■ TASK TO CARRY OUT:
Render the lines from the one containing "the green chalkboard" through the end of the entries below as a numbered list, leaving out any blank lines.

A run of entries

################

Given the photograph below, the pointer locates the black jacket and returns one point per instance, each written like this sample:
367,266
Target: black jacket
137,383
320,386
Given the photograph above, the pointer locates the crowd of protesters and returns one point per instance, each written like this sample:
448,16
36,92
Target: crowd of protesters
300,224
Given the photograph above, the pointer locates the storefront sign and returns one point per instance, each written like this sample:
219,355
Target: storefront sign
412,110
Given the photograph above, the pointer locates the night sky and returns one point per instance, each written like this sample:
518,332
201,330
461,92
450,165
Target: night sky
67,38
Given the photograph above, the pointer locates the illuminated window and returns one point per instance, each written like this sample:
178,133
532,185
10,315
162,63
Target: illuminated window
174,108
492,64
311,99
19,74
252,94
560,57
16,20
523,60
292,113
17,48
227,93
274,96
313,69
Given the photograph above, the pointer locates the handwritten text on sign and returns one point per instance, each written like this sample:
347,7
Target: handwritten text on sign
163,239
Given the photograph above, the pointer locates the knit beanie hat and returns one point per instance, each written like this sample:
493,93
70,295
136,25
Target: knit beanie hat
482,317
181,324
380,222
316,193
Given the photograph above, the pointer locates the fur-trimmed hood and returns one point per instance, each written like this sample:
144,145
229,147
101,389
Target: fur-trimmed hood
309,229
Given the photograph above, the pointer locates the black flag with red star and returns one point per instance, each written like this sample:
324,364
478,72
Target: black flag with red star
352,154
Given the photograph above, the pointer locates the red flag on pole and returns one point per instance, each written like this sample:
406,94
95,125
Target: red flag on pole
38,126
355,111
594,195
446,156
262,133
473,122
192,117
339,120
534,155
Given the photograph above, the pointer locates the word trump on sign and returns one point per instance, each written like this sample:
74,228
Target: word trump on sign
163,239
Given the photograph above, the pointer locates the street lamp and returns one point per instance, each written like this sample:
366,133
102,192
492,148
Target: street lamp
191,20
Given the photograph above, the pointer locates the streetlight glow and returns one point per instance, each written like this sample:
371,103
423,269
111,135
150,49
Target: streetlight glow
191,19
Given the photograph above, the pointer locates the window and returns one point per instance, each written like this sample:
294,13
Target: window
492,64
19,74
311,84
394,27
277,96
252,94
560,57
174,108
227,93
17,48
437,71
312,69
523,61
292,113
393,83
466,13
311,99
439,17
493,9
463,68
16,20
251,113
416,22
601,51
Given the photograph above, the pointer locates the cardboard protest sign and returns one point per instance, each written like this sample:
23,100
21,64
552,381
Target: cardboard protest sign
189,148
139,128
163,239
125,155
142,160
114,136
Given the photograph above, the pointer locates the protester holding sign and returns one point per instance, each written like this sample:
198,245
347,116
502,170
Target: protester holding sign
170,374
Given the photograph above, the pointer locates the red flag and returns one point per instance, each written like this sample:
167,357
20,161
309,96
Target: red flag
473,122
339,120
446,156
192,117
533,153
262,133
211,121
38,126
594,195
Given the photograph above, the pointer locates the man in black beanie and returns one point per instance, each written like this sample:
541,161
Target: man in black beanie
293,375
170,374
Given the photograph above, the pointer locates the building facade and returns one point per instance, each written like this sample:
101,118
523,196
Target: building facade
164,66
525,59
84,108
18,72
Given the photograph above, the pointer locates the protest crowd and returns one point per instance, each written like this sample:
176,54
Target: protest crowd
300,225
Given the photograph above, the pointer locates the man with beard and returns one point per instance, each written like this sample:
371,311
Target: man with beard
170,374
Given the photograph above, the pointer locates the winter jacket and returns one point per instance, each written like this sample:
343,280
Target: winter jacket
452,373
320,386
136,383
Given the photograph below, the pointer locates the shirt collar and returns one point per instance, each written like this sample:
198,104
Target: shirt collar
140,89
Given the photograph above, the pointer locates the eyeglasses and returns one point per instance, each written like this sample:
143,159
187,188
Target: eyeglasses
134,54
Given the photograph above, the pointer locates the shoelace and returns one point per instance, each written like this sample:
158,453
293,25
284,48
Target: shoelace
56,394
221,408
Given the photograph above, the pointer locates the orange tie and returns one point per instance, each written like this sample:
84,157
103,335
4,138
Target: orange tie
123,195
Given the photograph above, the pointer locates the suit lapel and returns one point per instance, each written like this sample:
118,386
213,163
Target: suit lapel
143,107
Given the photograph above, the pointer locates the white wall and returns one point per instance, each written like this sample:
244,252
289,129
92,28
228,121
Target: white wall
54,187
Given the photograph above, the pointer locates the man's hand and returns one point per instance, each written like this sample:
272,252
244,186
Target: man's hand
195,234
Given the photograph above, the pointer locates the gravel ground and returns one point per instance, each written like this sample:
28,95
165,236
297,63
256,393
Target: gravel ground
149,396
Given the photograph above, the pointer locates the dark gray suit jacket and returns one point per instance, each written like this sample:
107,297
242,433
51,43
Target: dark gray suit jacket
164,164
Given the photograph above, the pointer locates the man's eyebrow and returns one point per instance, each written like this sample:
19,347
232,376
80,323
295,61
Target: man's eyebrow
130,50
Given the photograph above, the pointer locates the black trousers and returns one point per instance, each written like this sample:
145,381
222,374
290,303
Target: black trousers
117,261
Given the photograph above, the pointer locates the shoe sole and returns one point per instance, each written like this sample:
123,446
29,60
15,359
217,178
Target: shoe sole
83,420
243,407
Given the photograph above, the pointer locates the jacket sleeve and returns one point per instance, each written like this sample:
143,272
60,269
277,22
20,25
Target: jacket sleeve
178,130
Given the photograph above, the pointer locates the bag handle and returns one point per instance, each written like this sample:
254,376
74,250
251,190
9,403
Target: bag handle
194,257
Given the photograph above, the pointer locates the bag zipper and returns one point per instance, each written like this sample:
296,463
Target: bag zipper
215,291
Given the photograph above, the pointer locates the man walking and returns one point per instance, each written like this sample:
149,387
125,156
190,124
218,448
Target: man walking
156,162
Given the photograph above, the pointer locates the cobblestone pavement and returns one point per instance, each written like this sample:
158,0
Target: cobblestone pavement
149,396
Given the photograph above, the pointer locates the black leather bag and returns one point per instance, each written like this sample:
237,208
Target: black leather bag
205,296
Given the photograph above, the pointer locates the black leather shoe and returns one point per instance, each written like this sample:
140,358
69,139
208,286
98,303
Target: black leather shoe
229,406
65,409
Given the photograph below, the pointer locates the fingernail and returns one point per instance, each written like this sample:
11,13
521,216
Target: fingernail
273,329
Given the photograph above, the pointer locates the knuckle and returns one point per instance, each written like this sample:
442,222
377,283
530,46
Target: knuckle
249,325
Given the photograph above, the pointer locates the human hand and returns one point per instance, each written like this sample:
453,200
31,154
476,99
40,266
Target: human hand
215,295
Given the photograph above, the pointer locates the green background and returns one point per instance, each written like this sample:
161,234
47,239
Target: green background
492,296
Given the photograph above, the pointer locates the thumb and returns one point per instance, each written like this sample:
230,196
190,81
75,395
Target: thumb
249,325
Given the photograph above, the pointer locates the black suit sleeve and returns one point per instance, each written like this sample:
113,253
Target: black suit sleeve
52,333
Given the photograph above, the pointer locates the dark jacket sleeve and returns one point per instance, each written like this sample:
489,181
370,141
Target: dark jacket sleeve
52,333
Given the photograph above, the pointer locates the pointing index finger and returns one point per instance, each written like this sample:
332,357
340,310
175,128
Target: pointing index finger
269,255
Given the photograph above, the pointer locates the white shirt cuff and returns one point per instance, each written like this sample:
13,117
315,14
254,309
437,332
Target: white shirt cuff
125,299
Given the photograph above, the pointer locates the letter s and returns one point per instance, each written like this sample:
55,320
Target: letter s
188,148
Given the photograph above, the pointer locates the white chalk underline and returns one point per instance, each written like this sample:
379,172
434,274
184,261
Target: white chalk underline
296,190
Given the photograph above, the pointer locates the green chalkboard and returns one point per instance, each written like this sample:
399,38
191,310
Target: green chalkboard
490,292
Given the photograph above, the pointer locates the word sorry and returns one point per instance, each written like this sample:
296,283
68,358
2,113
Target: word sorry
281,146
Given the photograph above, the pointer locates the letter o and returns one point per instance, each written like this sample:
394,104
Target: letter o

################

■ FINISHED ANSWER:
1. Given the photograph above, the pointer locates the green chalkboard and returns one point per instance, each written like this sample:
2. 399,38
3. 191,310
4. Target: green chalkboard
5. 490,292
6. Given the photograph above, the pointer locates the word sorry and returns one point per instance, each written like this sample:
7. 296,283
8. 68,358
9. 2,113
10. Target: word sorry
11. 281,146
12. Given the photograph above, the pointer locates the letter o and returns one point per instance, each written like this sample:
13. 394,104
14. Target: letter o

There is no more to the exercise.